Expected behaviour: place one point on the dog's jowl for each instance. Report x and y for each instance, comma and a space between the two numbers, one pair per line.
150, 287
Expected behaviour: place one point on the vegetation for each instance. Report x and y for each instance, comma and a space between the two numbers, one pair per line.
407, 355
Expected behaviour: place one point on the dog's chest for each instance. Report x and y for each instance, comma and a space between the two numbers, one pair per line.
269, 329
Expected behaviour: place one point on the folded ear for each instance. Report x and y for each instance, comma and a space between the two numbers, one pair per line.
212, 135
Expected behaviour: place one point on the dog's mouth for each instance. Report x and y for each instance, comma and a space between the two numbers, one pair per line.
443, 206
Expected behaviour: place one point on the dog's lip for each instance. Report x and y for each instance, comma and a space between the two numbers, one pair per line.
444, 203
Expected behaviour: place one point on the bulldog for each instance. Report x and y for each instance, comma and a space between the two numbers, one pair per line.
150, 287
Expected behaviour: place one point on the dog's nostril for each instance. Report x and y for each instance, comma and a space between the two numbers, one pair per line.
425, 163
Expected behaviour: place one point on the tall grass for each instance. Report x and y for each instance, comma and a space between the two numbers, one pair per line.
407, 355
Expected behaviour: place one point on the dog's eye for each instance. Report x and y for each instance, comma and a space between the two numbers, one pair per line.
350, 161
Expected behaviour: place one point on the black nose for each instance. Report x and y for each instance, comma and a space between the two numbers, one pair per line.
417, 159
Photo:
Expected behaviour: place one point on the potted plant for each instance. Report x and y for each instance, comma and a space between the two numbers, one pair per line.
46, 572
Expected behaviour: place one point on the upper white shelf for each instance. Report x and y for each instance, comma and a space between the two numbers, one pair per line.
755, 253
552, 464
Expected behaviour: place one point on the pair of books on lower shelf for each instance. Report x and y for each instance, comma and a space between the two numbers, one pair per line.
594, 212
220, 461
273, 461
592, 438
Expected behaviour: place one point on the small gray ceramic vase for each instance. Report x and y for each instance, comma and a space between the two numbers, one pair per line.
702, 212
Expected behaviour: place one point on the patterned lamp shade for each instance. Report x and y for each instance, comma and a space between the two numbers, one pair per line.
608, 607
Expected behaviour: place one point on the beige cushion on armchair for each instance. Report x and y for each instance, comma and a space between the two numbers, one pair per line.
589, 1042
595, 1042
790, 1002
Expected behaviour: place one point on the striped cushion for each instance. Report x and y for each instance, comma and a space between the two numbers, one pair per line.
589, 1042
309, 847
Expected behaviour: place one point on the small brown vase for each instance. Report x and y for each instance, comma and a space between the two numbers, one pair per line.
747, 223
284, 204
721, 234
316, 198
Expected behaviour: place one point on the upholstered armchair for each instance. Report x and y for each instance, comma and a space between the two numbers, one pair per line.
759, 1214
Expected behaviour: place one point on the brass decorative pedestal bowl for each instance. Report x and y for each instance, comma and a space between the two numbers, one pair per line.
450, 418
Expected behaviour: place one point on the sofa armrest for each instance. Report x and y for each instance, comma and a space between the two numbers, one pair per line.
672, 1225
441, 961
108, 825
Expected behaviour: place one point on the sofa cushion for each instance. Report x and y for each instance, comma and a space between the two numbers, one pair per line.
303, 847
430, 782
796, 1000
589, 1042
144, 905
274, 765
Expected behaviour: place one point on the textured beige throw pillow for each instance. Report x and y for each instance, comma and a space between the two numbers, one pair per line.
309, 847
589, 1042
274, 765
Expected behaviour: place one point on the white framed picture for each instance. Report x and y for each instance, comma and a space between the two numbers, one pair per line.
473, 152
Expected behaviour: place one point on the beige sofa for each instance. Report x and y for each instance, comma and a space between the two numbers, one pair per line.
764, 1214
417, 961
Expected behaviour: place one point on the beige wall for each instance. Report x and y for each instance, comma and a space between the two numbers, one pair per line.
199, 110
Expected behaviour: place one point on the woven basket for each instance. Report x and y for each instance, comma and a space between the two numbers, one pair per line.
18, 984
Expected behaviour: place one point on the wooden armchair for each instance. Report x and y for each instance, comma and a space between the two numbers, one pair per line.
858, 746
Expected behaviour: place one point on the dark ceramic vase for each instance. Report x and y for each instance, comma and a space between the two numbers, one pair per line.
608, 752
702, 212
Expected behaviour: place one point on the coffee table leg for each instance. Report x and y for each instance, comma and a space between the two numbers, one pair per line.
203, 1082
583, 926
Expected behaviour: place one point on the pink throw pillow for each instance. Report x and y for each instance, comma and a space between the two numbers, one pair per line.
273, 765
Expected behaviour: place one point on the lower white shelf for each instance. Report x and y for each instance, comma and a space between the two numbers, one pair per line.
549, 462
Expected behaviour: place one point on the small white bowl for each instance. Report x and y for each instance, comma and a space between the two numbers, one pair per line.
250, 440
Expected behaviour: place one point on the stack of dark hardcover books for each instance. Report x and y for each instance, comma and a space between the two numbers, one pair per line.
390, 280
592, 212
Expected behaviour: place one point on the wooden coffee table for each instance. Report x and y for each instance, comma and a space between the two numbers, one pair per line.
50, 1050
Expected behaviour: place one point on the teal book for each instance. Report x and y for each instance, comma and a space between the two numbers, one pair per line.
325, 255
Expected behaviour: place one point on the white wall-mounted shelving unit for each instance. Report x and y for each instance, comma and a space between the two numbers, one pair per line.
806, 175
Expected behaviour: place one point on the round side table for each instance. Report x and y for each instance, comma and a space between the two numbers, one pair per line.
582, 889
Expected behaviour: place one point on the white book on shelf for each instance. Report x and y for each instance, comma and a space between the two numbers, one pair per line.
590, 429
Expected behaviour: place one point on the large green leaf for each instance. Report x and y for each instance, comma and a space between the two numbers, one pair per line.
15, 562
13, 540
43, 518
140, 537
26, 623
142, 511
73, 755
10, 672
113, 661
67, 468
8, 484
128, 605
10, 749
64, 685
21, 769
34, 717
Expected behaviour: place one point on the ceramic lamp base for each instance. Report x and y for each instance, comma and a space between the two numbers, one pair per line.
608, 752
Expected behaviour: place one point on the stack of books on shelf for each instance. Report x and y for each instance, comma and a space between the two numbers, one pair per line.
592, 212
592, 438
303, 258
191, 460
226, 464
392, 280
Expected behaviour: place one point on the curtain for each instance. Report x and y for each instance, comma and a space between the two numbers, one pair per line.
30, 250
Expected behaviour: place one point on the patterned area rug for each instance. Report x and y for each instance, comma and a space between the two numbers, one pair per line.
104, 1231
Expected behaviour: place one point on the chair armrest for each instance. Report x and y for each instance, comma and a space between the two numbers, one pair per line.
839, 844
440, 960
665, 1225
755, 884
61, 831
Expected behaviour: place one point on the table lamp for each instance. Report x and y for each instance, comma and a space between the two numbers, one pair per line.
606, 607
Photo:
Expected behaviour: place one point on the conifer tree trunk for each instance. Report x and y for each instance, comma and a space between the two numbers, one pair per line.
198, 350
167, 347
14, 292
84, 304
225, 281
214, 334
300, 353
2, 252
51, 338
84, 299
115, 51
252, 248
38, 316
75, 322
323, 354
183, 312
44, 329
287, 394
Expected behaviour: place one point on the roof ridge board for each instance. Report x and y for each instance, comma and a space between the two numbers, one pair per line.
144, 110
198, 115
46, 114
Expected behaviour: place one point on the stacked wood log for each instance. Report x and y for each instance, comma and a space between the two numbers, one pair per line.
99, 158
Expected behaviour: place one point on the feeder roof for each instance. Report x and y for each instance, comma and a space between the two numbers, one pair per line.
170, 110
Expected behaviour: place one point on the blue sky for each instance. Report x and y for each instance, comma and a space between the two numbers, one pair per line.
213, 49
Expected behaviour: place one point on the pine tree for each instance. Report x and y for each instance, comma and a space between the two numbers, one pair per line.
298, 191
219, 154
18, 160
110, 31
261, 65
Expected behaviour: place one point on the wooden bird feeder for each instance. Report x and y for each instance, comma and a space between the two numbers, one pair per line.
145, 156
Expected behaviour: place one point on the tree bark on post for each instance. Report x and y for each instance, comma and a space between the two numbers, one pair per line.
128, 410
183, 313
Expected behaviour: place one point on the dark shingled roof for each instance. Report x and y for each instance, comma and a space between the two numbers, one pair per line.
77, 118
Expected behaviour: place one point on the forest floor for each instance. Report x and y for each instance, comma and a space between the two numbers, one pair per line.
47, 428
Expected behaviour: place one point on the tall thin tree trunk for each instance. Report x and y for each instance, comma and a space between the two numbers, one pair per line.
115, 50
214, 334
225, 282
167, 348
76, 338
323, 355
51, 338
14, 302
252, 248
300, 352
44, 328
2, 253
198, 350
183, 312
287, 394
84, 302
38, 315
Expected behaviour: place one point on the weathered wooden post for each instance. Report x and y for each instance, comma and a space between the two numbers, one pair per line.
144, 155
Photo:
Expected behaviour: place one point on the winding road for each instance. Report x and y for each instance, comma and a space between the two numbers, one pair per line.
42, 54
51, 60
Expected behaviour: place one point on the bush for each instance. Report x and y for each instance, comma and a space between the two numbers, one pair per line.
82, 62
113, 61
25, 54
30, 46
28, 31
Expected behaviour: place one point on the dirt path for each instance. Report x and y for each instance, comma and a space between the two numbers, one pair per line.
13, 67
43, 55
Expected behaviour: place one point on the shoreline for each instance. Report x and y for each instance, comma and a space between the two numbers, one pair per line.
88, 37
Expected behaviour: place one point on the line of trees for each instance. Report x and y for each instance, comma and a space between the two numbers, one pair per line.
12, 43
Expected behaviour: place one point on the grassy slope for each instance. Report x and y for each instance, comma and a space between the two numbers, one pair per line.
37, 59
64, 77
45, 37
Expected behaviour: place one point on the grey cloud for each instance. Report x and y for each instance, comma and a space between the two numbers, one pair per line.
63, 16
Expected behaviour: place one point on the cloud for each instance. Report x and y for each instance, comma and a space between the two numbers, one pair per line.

====

■ PROBLEM TO SOLVE ■
Update the data from the line containing "Expected behaviour: place one point on the dirt" through the end of the data by writing those lines out again with "shoreline" changed to "riverbank" and nothing else altered.

■ EXERCISE OUTPUT ■
Expected behaviour: place one point on the dirt path for each instance. Report x and y for each instance, comma and a space between the two numbers, one pair per line.
13, 67
43, 55
Expected behaviour: place one point on the riverbank for each instance. Report x and y for each instance, comma and a space between the two numbers, one pair per line.
88, 37
Expected behaviour: place one point on the line of trees for each instance. Report x and y for each instance, comma and a space between the two numbers, one pair per line.
12, 43
Expected behaviour: place one point on the grassy slope for each instance. Report x and y for each instance, comma and a space between the two numbers, one pair per line.
37, 59
64, 77
45, 37
Expected behaviour: place one point on the grey cloud for each instance. Report x and y for each instance, comma and a space between the two numbers, one pair per line.
63, 16
Expected behaviour: place one point on the cloud for each instance. Report x and y for each instance, comma and a space between the two numbers, one pair per line.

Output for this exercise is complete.